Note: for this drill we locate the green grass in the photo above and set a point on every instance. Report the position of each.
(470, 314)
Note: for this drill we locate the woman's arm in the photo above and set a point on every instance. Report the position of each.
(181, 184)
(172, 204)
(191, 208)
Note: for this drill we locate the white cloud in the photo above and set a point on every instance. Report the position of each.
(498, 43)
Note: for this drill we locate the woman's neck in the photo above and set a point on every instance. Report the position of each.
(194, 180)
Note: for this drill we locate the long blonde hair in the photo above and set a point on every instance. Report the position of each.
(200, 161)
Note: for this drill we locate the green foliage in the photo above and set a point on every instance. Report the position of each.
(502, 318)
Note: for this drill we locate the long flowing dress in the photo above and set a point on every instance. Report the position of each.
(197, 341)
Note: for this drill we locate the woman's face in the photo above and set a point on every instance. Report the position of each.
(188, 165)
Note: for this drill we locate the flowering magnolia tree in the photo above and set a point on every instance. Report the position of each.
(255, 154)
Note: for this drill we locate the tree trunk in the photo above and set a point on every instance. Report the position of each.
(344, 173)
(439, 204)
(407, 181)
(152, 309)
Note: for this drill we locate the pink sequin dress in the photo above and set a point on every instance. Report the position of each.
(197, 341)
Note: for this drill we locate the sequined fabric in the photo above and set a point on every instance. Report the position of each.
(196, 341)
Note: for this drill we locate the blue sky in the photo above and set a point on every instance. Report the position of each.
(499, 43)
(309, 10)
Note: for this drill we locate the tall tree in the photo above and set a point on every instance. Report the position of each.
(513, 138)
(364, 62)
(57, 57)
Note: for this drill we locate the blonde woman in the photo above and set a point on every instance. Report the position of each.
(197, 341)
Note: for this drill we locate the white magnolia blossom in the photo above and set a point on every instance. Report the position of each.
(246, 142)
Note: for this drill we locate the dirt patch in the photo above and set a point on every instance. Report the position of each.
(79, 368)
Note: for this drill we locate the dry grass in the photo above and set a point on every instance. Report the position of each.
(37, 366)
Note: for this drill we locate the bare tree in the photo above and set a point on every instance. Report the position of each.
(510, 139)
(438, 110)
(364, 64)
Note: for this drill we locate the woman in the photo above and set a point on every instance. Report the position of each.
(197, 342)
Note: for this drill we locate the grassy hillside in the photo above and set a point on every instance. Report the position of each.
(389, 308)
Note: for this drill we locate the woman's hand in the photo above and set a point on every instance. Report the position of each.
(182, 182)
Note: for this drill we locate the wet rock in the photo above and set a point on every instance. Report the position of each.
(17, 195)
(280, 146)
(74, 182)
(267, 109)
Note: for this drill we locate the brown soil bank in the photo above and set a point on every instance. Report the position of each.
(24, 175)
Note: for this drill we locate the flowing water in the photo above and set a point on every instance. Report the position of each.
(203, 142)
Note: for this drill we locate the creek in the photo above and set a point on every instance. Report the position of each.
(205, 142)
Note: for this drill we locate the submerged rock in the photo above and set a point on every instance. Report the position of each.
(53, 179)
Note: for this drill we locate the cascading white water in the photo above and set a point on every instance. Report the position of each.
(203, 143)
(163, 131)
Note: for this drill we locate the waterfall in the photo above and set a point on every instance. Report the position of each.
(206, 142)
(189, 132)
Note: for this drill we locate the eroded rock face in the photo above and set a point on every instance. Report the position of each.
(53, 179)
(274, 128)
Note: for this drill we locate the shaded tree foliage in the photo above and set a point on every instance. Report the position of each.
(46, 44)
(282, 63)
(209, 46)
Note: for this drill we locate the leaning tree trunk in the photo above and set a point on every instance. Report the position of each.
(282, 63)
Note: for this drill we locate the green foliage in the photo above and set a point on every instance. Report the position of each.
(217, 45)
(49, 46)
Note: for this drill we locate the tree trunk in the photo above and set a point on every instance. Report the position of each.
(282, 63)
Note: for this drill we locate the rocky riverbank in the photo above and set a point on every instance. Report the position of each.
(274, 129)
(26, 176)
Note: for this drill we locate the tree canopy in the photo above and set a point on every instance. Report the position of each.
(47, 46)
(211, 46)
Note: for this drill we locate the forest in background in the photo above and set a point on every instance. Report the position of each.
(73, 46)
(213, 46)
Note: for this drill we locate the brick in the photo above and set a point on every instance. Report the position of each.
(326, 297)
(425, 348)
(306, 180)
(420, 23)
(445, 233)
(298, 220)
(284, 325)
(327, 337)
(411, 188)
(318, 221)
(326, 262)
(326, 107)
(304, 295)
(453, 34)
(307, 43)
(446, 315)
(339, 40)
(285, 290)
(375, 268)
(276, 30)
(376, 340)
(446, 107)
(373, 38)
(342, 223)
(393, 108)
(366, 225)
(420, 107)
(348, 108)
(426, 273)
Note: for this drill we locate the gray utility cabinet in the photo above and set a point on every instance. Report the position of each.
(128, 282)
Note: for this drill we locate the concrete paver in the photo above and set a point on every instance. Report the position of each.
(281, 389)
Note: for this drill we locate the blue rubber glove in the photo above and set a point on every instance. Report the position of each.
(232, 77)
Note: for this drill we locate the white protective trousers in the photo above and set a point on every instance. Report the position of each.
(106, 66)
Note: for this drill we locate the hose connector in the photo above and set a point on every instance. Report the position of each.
=-=-=
■ **What the task asks**:
Reproduce the material above, every line of it, exactly.

■ **Reply**:
Note: for this drill we locate the green grass in the photo above and set a point on every instance. Report the position of each.
(470, 314)
Note: for this drill we locate the woman's arm in the photo above and set a point on every instance. Report the position of each.
(181, 184)
(172, 204)
(191, 208)
Note: for this drill we locate the white cloud in the photo above and set a point on every instance. Report the position of each.
(498, 43)
Note: for this drill we locate the woman's neck in the photo above and set a point on every instance. Report the position of each.
(194, 180)
Note: for this drill we locate the long blonde hair in the photo above and set a point on every instance. Report the position of each.
(200, 161)
Note: for this drill we locate the green foliage in the photo above and set a point on every instance. Report the position of each.
(502, 318)
Note: for this drill we locate the long flowing dress in the photo above and set a point on every instance. Report the position of each.
(197, 341)
Note: for this drill we locate the woman's face in the photo above and set a point on every instance. Report the position of each.
(188, 165)
Note: for this drill we locate the flowering magnolia tree in the photo above and set a point on every instance. Report the position of each.
(255, 154)
Note: for this drill we locate the tree trunk in the photo above and set a point on every instance. Report the position of each.
(344, 173)
(439, 204)
(407, 181)
(152, 309)
Note: for this drill we locate the pink sequin dress in the photo above and set a point on every instance. Report the position of each.
(197, 341)
Note: for this drill we locate the sequined fabric in the photo above and set a point on every instance. Report the position of each.
(196, 341)
Note: for this drill we locate the blue sky in the photo above and set a point on every instance. Report the position of each.
(499, 43)
(309, 10)
Note: for this drill we locate the tall tree in the photo above and set a point on every instance. Report the position of each.
(513, 138)
(364, 62)
(57, 57)
Note: for this drill we locate the blonde woman in the photo above and set a point on every instance. Report the position of each.
(197, 341)
Note: for this drill we locate the white magnolia blossom in the photo above and set a point on every instance. Report the position of each.
(246, 142)
Note: for this drill we locate the dirt patch in the photo above and set a point on every instance. Report the position of each.
(79, 368)
Note: for this drill we locate the dry grass in the photo above and set a point on every instance. Report the position of each.
(37, 366)
Note: for this drill we locate the bare tree in the photo above and set a point on every instance. Report the position of each.
(510, 139)
(438, 110)
(364, 64)
Note: for this drill we locate the woman in the photo above and set a point on every instance. Report the position of each.
(197, 342)
Note: for this drill we locate the grassy hillside in the photo above and set a point on every instance. Report the position of each.
(389, 308)
Note: for this drill we locate the woman's hand in the photo above and set a point on every instance. Report the position of each.
(182, 182)
Note: for this drill we locate the wet rock in the photo above and set a point on every instance. Report the position of each.
(17, 195)
(280, 146)
(74, 182)
(267, 109)
Note: for this drill we locate the brown soil bank in the photo above and set a point on every instance. Report the position of each.
(24, 175)
Note: for this drill we locate the flowing water in the photo above and set a point on every instance. Report the position of each.
(203, 142)
Note: for this drill we locate the creek in the photo above and set a point on every instance. Report the position of each.
(205, 142)
Note: for this drill we locate the submerged rock in the photo above and set a point on every instance. Report the position of each.
(53, 179)
Note: for this drill we locate the cascading white water in the photo above and set a point on every instance. Report the position of each.
(203, 143)
(163, 131)
Note: for this drill we locate the waterfall in the photo above and set a point on every instance. Report the position of each.
(206, 142)
(189, 132)
Note: for this drill we locate the eroded rock face in the photo above and set a point on every instance. Report the position of each.
(53, 179)
(274, 128)
Note: for this drill we locate the shaded tree foliage in the photo above and set a point on every instance. Report the position of each.
(46, 44)
(282, 63)
(209, 46)
Note: for this drill we locate the leaning tree trunk in the photo above and set a point on every instance. Report the position of each.
(282, 63)
Note: for this drill we locate the green foliage in the photo above and set a point on every instance. Report the position of each.
(217, 45)
(49, 46)
Note: for this drill we locate the tree trunk in the photo above and set a point on every instance. Report the position of each.
(282, 63)
Note: for this drill we locate the rocky riverbank in the photo above and set a point on every instance. Report the position of each.
(274, 129)
(26, 176)
Note: for this drill we locate the tree canopy in the photo above and set a point on every instance. Report the position of each.
(47, 46)
(211, 46)
Note: for this drill we locate the forest in background in the photo above and set a point on every instance. Report the position of each.
(73, 46)
(213, 46)
Note: for this drill we locate the brick in the photo above and set a point on every instance. Report the position of each.
(326, 297)
(425, 348)
(306, 180)
(420, 23)
(445, 233)
(298, 220)
(284, 325)
(327, 337)
(411, 188)
(318, 221)
(326, 262)
(326, 107)
(304, 295)
(453, 34)
(307, 43)
(446, 315)
(339, 40)
(285, 290)
(375, 268)
(276, 30)
(376, 340)
(446, 107)
(373, 38)
(342, 223)
(393, 108)
(366, 225)
(420, 107)
(348, 108)
(426, 273)
Note: for this drill we locate the gray utility cabinet in the photo above and set a point on every instance. Report the position of each.
(128, 282)
Note: for this drill we locate the concrete paver in the photo above and set a point on every instance. Report the position of each.
(281, 389)
Note: for this drill we locate the blue rubber glove in the photo above and set a point on every instance. Report the position of each.
(232, 77)
Note: for this drill we locate the white protective trousers in the photo above and set a point on every instance. Report the position of each.
(106, 66)
Note: for this drill we locate the hose connector in the photo above and set a point on every instance. Report the position of each.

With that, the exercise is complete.